**Text passage**
Item 9A. Controls and Procedures
Disclosure Controls and Procedures
We conducted an evaluation under the supervision and with the participation of Meridian’s management, including our Chief Executive Officer and Chief Accounting Officer, of the effectiveness of the design and operation of our disclosure controls and procedures (as defined in Rule 13a-15(e) under the Securities Exchange Act of 1934) as of the end of the fourth quarter of 2007. Based upon that evaluation, our Chief Executive Officer and Chief Accounting Officer concluded that the design and operation of our disclosure controls and procedures are effective. There have been no significant changes in our internal controls or in other factors during the fourth quarter of 2007 that could significantly affect these controls.
Management’s Annual Report on Internal Control Over Financial Reporting
Management is responsible for establishing and maintaining a system of adequate internal control over the Company’s financial reporting, which is designed to provide reasonable assurance regarding the preparation of reliable published consolidated financial statements. All internal control systems, no matter how well designed, have inherent limitations. Therefore, even those systems determined to be effective can provide only reasonable assurance with respect to financial statement preparation and presentation.

**Information shown**

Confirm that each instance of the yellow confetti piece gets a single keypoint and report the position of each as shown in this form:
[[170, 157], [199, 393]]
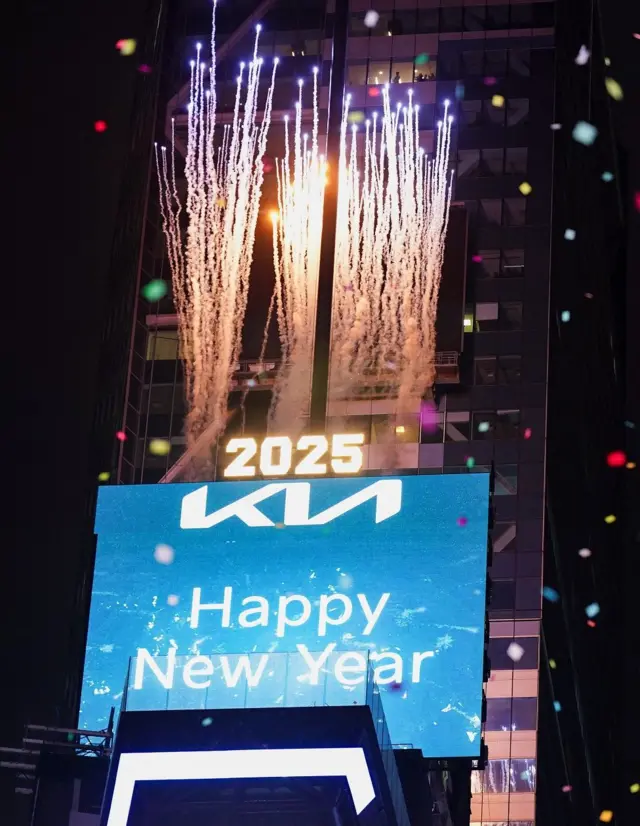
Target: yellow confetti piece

**Do this**
Transcribe the entire passage on controls and procedures, reproducing every word and punctuation mark without alteration.

**Written response**
Item 9A. Controls and Procedures
Disclosure Controls and Procedures
We conducted an evaluation under the supervision and with the participation of Meridian’s management, including our Chief Executive Officer and Chief Accounting Officer, of the effectiveness of the design and operation of our disclosure controls and procedures (as defined in Rule 13a-15(e) under the Securities Exchange Act of 1934) as of the end of the fourth quarter of 2007. Based upon that evaluation, our Chief Executive Officer and Chief Accounting Officer concluded that the design and operation of our disclosure controls and procedures are effective. There have been no significant changes in our internal controls or in other factors during the fourth quarter of 2007 that could significantly affect these controls.
Management’s Annual Report on Internal Control Over Financial Reporting
Management is responsible for establishing and maintaining a system of adequate internal control over the Company’s financial reporting, which is designed to provide reasonable assurance regarding the preparation of reliable published consolidated financial statements. All internal control systems, no matter how well designed, have inherent limitations. Therefore, even those systems determined to be effective can provide only reasonable assurance with respect to financial statement preparation and presentation.